7 Retirement Planning Myths Debunked by Financial Advisors

By | April 24, 2017

Retirement is a scary thing for many people. The number one concern is whether a person will have enough money to enjoy his or her retirement years. Business Insider said it best in an Apr. 19, 2017 article: “If your nest egg runs short, it will be far too late for a do-over.” Nonetheless, the article also debunked some common myths. Here’s a recap.

1. Social Security Is Not Going Bankrupt

You hear this one all the time, especially during election years when candidates love to push panic buttons. Contrary to their Chicken Little approach, however, many financial experts agree that Social Security is not going bankrupt. The Social Security Administration has assured Americans that the fund will be intact until 2034, after which it will still have money to pay 75 percent of all retiree benefits.

2. You Don’t Have to Wait Until Retirement to Have Fun

Another myth: You must stash away every penny until retirement. According to financial expert Russ Thornton, this simply isn’t true. No, you can’t go crazy in your younger years and then expect to have plenty of money once it’s time to quit working, but you don’t have to live a life of meagerness and boredom either. With the proper planning and savings approach, you can enjoy life now and later.

3. You Can Withdraw More Than 4 Percent

Many college programs, such as NEC’s online masters in accounting, discuss a 1990s mindset that retirees should only withdraw 4 percent of their total retirement savings annually. Many believe this is the best way to stretch retirement funds. How your money is invested is different from someone else’s, however, and you should evaluate every few years the best percentage to withdraw annually.

..........

- [Assignment 1]: In the retirement myths article, until what year does the Social Security Administration say the fund will remain intact?
- [Assignment 2]: Continue the retirement myths article from its last sentence.

..........

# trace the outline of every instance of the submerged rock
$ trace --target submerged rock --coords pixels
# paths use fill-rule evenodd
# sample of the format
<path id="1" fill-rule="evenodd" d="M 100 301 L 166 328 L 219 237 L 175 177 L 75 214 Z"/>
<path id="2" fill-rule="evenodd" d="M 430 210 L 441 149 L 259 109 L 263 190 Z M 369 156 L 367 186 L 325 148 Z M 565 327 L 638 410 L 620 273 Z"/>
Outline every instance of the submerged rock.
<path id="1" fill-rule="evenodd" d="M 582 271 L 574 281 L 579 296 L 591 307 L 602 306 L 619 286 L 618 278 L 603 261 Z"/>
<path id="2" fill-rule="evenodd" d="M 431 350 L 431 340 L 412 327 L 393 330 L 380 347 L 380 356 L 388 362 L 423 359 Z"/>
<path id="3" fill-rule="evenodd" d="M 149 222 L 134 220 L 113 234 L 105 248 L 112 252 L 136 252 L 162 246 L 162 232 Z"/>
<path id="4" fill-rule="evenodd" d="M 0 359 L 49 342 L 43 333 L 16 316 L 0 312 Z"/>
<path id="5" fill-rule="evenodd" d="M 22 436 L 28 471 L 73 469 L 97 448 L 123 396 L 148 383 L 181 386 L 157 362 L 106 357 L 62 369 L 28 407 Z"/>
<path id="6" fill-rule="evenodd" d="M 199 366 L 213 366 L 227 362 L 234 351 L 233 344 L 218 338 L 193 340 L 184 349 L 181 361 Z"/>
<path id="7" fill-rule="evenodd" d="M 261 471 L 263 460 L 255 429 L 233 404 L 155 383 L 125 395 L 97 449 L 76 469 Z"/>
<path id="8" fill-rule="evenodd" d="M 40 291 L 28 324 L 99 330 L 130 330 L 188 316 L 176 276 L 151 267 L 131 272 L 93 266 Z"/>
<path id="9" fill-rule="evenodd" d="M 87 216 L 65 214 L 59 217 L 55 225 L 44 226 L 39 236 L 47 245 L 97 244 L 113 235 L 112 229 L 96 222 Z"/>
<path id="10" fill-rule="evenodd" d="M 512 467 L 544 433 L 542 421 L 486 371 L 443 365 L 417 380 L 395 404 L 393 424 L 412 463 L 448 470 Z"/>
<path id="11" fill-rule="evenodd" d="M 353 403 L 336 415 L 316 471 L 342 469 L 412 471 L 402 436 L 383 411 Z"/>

..........

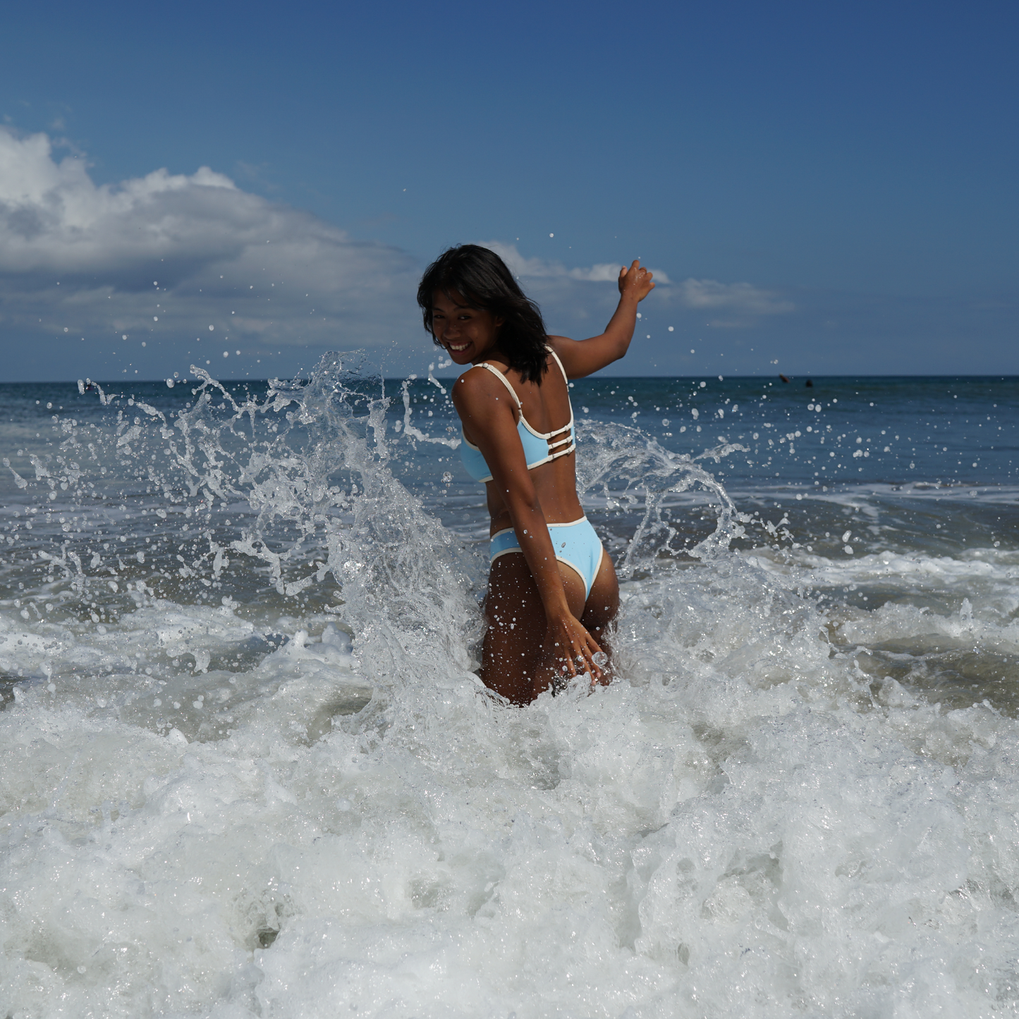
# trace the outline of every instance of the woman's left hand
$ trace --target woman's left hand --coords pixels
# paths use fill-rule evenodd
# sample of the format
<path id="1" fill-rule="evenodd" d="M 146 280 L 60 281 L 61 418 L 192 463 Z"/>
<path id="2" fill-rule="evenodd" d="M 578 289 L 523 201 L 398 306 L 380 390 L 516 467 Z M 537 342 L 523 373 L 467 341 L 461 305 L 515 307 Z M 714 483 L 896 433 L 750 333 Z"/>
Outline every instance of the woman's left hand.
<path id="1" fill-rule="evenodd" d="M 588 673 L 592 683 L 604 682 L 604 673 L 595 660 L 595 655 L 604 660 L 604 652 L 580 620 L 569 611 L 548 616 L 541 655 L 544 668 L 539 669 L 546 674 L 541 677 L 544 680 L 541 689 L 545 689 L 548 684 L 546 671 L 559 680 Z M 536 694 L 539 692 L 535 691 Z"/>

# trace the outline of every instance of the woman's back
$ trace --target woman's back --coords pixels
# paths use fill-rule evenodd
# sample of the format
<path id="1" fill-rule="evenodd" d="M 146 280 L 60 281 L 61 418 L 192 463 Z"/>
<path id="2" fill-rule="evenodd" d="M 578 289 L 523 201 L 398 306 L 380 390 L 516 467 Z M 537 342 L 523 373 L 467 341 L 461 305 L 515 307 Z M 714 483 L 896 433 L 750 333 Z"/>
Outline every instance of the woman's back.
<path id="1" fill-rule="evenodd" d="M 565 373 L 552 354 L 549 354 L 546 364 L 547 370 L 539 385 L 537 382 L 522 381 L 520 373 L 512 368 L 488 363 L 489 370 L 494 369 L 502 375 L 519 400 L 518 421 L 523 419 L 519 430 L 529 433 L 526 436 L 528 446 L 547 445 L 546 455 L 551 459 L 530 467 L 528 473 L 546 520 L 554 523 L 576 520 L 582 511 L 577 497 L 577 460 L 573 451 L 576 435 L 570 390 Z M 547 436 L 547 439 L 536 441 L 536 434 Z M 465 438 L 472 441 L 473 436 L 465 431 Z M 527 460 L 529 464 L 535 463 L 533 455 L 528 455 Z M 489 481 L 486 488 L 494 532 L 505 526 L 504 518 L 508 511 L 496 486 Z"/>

..........

- [Response box 1]: 2034

- [Response box 2]:
4. Retirement Isn’t Cookie-Cutter

One of the biggest perpetuated retirement myths is you will spend the rest of your days lazing on an exotic beach. If that’s what you want to do, fine, but you might decide to open your dream business or work part-time. The point of retirement is to do whatever you want to do. Don’t box yourself in to a preconceived idea. How you retire is as individual as your annual distribution percentage.

5. Your Investment Returns Take Years to Mature

Those retired or close to retirement become obsessed with their investment returns, but Benjamin Brandt, a financial advisor in North Dakota says to be patient. Yes, your returns tell you if your financial plan is working or failing, but long-term financial plans take decades to mature. If you begin your investments early, your returns have the time they need to mature long term.

6. Sweat the Small Stuff

Okay, not literally, but figuratively speaking even the smallest things can help you with your retirement planning, especially if you invest sooner rather than later. Small savings add up over time. An example provided by Jeff Rose, a financial advisor at Good Financial Cents, demonstrates this point: If you invest $200 a month in an account that offers a 7-percent interest rate, you’ll have $218,000 in 30 years.

7. You Might Get Sick

If you look at the pictures and film footage on any advertisement for retirees, every person is active and has a smile on his or her face. Here’s hoping this holds true for you, but you might find yourself in a situation where you need long-term care. Don’t forget to include the possibility of assisted living, convalescent, or home health care into your retirement planning. You might need it.

When you consider the facts, retirement isn’t so scary after all … provided you plan accordingly. This is the most important thing to keep in mind: You can enjoy your Golden Years if you plan for them now. It’s never too late to save for retirement, so get started.